------ Document passage ------

Logos Bible Software Helps You Recognize Grammatical Dependence in Biblical Discourse

Relative pronouns are one of those unglamorous grammatical concepts you likely learned about and filed away into long-term memory. Greek pronouns like ὅς (hos; which, who) introduce a phrase or clause that modifies another phrase or clause. These pronouns tend to restrict the potential scope of meaning, clarifying whatever the speaker or writer is talking about. But paying attention to these basic details can pay huge exegetical dividends when it comes to interpreting the strange roles they can play in discourse.

Strange in what way? Instead of the basic restrictive use, relative pronouns sometimes introduce whole paragraphs that expand on an idea—leading to the name “continuative relative” pronouns.1 This continuative relative usage exhibits the same prototypical features of a relative pronoun—a grammatically dependent modifying clause—but it exploits these expectations to embed a chunk of important, descriptive information within the dependent clause.

If the information is so important, why would the New Testament writers embed it in a grammatically dependent construction? To prevent the audience from mistaking it as a new direction for the discourse. The grammatical dependency allows the writer to clearly indicate that what follows is actually supporting what precedes, despite its importance.

Filling in the details

Sometimes when we are telling a story or teaching something, important background information needs to be filled in for the audience to track with you. In English we naturally mark the beginning and end of such digressions with adverbs like “so” or “now.” For example: 

There was an accident at work and an old friend of mine was injured. Now he used to work in a different department, that’s where we met. So anyhow, he was trying to move something by himself when…

The big idea of this discourse is to tell you about the accident, not about where the friend used to work or how we met. The adverbs help signal a digression, filling in important details. In Koine Greek the continuative relative construction is commonly used to accomplish this same kind of infilling. Let’s take a look at two examples.

------ Listing ------

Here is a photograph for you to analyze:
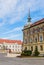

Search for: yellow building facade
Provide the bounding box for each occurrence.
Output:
[23,18,44,55]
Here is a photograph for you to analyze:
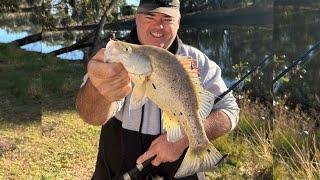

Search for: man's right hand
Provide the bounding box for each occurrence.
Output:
[88,48,132,102]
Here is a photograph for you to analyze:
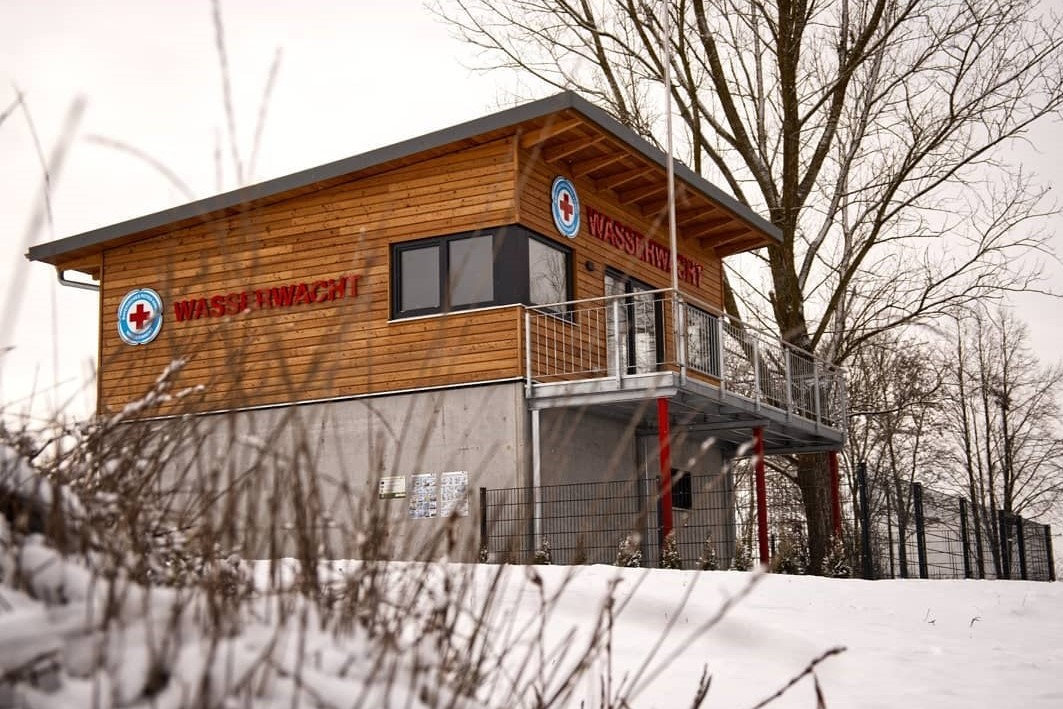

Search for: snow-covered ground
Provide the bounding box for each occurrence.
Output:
[0,545,1063,709]
[501,567,1063,709]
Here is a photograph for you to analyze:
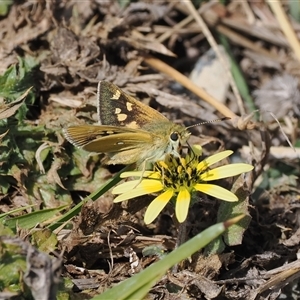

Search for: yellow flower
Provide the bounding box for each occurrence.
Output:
[112,146,253,224]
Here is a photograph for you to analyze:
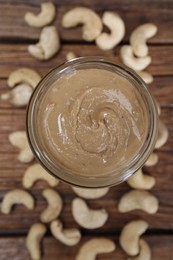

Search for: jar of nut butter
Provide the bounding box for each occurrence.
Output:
[27,57,158,188]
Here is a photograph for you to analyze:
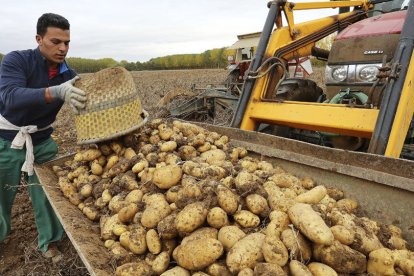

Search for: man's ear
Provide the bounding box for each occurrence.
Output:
[36,35,42,46]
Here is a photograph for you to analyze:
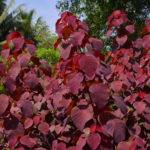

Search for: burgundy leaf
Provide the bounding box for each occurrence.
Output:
[112,93,128,115]
[111,81,122,93]
[89,37,103,52]
[143,35,150,50]
[66,72,83,94]
[8,61,21,80]
[12,38,24,49]
[89,83,109,108]
[70,32,85,47]
[129,93,138,104]
[24,118,33,129]
[113,10,121,18]
[132,38,143,49]
[18,53,31,67]
[133,102,146,114]
[107,29,113,39]
[26,44,36,55]
[106,119,126,143]
[1,76,16,94]
[40,60,51,72]
[0,61,6,74]
[126,25,134,34]
[23,73,39,90]
[144,94,150,103]
[117,141,136,150]
[71,105,94,131]
[66,16,78,30]
[5,121,24,140]
[120,14,128,23]
[38,122,49,134]
[33,116,40,126]
[15,147,25,150]
[146,18,150,30]
[34,147,46,150]
[59,44,73,60]
[128,124,141,136]
[116,35,127,46]
[111,43,120,52]
[8,137,18,150]
[79,55,97,79]
[112,19,122,28]
[76,137,86,149]
[0,94,9,116]
[56,142,67,150]
[78,21,89,32]
[87,133,101,150]
[1,49,10,60]
[17,100,33,118]
[20,135,36,148]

------

- **The tasks**
**A.** Write out the entries again, starting at the first one and ending at the line that contains "[36,35,42,46]", with the requests included, and shift every bounding box coordinate by adding 77 to it. Leave the pictures out.
**B.** Pick up the passage on continuative relative pronouns in Koine Greek and continue it from its last sentence.
The passage on Greek relative pronouns and the entries are unrelated material.

- **Answers for the tasks**
**A.**
Here is a photograph for you to analyze:

Search for: yellow building facade
Provide the bounding box for each occurrence.
Output:
[100,95,121,132]
Here is a photograph for you to analyze:

Search for: man's right hand
Provide the bounding box for each occurrence.
Output:
[165,125,209,179]
Here is a photograph for you to analyze:

Search for: snow-covered ground
Provide the bounding box for each occurrence.
Output:
[77,622,1140,786]
[578,644,1140,786]
Here is a photograph for you to analyze:

Search for: yellow flower
Provide the bounding box for each occurrence.
Output:
[189,223,330,301]
Here is a photograph for you to analyze:

Search for: jar of nut butter
Provide the bounding box for each occurrence.
Output:
[104,134,235,265]
Here is a photograph for you to analyze:

Search for: man's ear
Provide the bounding box for each occurrence.
Output:
[113,112,119,123]

**B.**
Illustrating a point

Philippians 2 begins with several exhortations. The first—“Be like-minded” (v. 2)—follows a series of rhetorical “if” statements that remove any possible excuses to avoid doing what Paul commands. This idea is elaborated in vv. 3–4 by several dependent, adverbial clauses. Verse 5 features the next main command, repeating the big idea to be like-­minded from v. 2, but now linking it to the attitude that Christ Jesus exhibited. This exhortation is immediately followed by a relative clause in v. 6 that begins what is typically called the “Christ hymn,” celebrating Jesus’ humbling of himself.

The entirety of vv. 6–11 are actually a single continuative relative construction that’s embedded in the main point of Paul’s discourse. In these verses, Paul is expanding on vv. 2 and 5, illustrating what he envisions like-mindedness to look like. Note: You can’t really be like-minded by yourself; it takes at least two people, and the embedded passage recounts the reciprocal “putting others first” if only we read the passage in context.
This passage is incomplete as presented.